*SUPPLIED TEXT:*
┌──

New Proposal for Mandatory Joint Replacement Bundling is a Bold Move to Value-Based Care
On July 9, 2015, the Centers for Medicare & Medicaid Services (CMS) unveiled a proposal that could transform the provision of joint replacement care in the Medicare program. It is still only a proposal, but among the eye-catching aspects are the speed, scope, and duration of this initiative: the demo program would go into effect on January 1, 2016, and run for five years in 75 regions across the country. Here’s another big eye-catcher—it would be a mandatory program for all Medicare hospital discharges that meet Medicare’s payment definition of joint replacement in those 75 regions.
CMS is taking a bold step to meet the goal established by Health and Human Services Secretary Sylvia Mathews Burwell in January of this year when she declared that 30 percent of Medicare fee-for-service expenditures would be tied to quality or value through alternative payment models by 2016 and 50 percent by 2018.

└──

*TASK LIST:*
- A) Answer from the joint replacement bundling article:
(i) On what date did CMS unveil the proposal?
(ii) In how many regions across the country would the demo program run?
(iii) What percent of Medicare fee-for-service expenditures did Secretary Burwell declare would be tied to quality or value through alternative payment models by 2018?
- B) Carry the joint replacement bundling article forward past its last sentence.
The rows have no connection to the joint replacement bundling article.

*SUPPLIED INFORMATION:*
┌──

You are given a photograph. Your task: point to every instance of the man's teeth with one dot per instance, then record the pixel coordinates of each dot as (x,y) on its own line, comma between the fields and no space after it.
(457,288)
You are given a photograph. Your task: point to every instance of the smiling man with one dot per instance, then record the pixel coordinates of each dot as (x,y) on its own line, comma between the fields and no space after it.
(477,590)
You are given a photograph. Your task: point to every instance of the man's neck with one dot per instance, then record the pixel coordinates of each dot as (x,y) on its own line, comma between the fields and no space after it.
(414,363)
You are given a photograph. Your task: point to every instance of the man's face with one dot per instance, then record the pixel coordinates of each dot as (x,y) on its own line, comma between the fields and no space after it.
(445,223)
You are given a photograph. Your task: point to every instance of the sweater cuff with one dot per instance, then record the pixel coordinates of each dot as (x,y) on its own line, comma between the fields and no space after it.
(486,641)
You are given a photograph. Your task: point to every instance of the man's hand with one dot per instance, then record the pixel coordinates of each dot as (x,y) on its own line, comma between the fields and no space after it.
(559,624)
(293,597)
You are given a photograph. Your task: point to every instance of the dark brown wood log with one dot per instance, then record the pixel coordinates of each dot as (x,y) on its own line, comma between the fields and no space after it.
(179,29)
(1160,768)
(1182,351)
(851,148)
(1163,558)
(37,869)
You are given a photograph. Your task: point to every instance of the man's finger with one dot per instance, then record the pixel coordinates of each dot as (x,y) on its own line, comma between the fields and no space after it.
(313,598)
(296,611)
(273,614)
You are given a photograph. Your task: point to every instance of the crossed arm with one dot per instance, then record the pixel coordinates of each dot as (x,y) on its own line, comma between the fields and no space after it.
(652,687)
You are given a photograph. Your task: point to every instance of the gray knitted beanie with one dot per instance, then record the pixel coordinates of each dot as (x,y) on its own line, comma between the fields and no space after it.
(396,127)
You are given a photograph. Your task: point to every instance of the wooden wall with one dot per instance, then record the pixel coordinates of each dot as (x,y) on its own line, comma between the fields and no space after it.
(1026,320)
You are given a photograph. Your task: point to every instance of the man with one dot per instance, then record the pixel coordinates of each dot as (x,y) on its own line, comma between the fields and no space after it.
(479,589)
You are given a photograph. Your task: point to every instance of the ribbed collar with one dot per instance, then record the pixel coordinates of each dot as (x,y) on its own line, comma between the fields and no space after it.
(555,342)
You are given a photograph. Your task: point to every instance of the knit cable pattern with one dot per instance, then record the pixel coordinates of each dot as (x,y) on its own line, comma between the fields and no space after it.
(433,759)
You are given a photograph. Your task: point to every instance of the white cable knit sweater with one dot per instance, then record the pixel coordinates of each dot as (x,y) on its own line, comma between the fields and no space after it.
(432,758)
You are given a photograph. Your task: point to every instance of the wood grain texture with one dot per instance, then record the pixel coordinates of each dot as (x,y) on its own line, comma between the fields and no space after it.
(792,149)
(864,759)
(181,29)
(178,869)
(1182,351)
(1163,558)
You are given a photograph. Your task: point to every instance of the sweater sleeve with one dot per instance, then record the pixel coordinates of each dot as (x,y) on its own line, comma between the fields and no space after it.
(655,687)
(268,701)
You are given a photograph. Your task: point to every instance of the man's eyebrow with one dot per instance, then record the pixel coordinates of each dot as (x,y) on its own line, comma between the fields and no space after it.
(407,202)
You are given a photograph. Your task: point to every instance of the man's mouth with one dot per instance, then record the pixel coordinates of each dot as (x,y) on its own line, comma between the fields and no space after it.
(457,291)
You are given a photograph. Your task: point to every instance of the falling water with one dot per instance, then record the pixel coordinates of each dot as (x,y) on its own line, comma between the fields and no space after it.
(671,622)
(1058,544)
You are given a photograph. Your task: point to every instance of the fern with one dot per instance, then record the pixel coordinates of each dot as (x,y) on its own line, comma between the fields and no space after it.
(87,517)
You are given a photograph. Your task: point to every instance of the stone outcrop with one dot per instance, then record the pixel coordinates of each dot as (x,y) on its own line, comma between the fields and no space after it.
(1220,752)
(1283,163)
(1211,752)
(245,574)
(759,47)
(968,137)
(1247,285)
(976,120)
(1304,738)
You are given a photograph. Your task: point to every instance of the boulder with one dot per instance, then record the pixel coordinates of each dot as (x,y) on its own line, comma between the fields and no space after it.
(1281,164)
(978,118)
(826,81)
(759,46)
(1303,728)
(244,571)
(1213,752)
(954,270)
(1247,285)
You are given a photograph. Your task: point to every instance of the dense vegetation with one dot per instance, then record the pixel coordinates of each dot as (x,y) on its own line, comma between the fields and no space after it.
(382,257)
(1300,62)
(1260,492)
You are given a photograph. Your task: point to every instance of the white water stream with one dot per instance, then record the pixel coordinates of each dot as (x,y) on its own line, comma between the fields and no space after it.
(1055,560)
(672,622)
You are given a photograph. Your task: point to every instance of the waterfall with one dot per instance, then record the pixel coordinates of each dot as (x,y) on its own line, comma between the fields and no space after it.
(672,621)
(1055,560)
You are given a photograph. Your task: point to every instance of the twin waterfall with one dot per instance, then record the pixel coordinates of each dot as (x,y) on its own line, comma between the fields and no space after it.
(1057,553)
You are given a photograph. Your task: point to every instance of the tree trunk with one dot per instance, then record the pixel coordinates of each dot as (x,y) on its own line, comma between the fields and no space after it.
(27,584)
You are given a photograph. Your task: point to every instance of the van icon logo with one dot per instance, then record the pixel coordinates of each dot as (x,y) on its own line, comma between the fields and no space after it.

└──

*EXPECTED RESULTS:*
- A)
(i) July 9, 2015
(ii) 75
(iii) 50 percent

- B)
The proposal would put hospitals at risk for financial losses for an entire 90-day episode of joint replacement care, including the hospitalization itself and the remaining Medicare-covered care considered to be related to the joint replacement hospitalization, including readmissions and post-acute care. In many ways, it is similar to Model 2 bundling, though there are some differences in how the target prices are set, and reconciliations of actual expenses to the target would be completed annually instead of quarterly. CMS has also laid out quality metrics they expect hospitals to meet—readmissions, complications, and patient satisfaction for joint replacement episodes—in order to qualify for the bonus payments.
Though hospitals in the mandatory regions would not be at down-side risk until year two (2017), they could experience gains as early as year one. This gives hospitals another reason to like this proposal.
So what is likely to happen? Based on our experience with bundling, hospitals will immediately begin looking for effective partners, forming preferred networks of post-acute providers, and seeking to enhance their capabilities at risk management over an entire episode of care. Post-acute providers that are not tuned in to what the hospitals need could be left out in the cold. Issues that were previously ignored will now go under a microscope. Details like risk-adjusted readmissions rates will suddenly become important as health systems evaluate performance across provider types.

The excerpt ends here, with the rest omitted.